[START SUPPLIED DATA]

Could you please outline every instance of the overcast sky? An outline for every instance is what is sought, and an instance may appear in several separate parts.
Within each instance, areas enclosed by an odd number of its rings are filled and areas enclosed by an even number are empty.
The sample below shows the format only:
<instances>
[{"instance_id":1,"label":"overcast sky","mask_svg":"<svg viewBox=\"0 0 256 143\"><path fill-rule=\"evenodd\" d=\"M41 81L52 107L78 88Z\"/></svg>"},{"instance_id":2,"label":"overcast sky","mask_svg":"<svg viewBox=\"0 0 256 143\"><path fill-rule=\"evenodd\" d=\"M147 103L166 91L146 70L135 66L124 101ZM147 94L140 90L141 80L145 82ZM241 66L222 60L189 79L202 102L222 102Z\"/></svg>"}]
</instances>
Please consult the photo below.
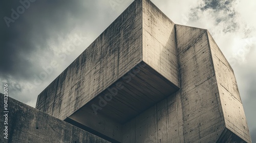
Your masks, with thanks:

[END SUPPLIED DATA]
[START SUPPLIED DATA]

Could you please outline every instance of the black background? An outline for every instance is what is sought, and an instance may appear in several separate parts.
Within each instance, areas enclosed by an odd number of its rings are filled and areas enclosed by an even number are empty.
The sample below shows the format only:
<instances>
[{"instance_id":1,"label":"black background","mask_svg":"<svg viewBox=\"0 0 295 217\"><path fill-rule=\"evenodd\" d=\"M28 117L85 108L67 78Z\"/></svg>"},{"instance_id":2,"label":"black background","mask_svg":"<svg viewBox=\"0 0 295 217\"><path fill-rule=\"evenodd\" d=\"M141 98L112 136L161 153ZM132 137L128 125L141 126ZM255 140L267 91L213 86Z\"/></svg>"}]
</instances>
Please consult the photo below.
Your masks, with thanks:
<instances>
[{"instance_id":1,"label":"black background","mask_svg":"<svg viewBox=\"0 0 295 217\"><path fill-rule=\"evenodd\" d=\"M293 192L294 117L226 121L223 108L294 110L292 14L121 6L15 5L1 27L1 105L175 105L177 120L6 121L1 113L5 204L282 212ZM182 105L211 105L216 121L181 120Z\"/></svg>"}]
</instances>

[END SUPPLIED DATA]
[START SUPPLIED DATA]

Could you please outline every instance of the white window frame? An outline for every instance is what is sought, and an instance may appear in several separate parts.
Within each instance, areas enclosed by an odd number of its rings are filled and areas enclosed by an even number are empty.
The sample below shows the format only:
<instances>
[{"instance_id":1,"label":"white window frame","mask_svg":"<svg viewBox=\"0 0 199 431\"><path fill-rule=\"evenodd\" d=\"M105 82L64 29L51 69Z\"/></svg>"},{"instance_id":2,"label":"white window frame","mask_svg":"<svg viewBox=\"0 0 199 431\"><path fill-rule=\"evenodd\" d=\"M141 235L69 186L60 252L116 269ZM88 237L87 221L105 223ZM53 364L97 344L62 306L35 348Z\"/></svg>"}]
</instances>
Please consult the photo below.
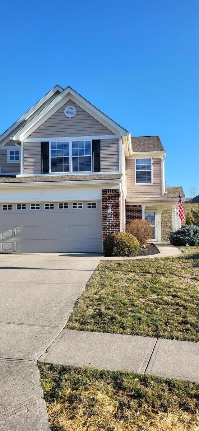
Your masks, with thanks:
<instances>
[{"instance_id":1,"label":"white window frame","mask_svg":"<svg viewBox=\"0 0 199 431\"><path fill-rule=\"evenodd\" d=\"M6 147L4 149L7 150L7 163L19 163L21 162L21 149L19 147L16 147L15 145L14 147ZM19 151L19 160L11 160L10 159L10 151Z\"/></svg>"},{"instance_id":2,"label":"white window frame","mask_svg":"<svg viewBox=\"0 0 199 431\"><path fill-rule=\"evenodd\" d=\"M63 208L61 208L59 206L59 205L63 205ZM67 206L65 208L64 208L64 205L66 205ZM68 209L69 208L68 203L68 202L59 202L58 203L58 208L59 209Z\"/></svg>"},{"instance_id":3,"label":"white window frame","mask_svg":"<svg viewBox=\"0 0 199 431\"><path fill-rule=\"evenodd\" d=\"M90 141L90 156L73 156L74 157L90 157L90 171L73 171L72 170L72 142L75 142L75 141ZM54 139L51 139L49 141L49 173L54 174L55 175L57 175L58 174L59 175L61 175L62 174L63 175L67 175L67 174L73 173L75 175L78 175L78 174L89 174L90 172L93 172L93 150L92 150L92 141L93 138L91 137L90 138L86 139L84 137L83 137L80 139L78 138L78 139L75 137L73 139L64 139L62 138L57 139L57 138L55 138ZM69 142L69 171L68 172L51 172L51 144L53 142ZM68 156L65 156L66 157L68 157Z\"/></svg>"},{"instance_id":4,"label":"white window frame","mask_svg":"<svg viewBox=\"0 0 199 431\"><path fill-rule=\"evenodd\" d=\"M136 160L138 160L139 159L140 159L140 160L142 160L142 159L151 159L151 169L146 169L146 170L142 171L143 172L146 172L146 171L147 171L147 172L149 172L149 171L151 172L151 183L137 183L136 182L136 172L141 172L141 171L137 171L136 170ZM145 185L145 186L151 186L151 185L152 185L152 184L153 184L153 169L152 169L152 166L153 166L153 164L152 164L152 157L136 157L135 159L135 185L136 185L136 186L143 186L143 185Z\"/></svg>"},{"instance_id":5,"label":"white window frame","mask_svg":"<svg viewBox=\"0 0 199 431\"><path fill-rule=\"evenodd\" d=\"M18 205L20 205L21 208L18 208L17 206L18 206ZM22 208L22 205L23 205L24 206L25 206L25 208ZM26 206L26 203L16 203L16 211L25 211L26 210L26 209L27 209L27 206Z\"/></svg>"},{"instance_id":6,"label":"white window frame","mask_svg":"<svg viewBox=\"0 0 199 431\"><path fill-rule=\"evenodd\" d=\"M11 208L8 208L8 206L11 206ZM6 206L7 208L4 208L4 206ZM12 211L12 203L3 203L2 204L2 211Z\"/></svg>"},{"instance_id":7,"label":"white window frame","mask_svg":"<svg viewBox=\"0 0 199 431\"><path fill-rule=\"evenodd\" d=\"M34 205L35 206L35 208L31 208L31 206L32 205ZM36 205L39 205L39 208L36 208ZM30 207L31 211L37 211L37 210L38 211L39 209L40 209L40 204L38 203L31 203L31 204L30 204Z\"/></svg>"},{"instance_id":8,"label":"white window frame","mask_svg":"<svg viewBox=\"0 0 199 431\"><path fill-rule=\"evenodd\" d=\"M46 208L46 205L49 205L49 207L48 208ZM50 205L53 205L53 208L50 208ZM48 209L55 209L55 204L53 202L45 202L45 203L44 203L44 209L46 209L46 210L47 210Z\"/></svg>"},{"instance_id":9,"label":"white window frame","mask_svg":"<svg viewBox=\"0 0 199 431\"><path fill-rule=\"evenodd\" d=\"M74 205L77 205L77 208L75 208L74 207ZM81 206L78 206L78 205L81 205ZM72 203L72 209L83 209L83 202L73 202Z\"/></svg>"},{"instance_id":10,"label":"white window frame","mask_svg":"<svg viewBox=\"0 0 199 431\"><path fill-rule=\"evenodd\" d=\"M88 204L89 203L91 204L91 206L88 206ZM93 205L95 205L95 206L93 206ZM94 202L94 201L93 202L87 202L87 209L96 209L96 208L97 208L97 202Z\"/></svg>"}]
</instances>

[END SUPPLIED DATA]

**WRITTEN REQUEST**
Return every line from the rows above that contains the word "outline".

**SOLUTION**
Could you please outline every instance of the overcast sky? An outline for every instance is what is sought, and an instance may appear in several separate parts.
Could you please outline every instance of the black background? An outline for every instance is what is sought, and an instance may appear in several separate parts.
Could you please outline every instance of the white window frame? An outline for every instance is what is sought, and an instance may appear in several separate parts.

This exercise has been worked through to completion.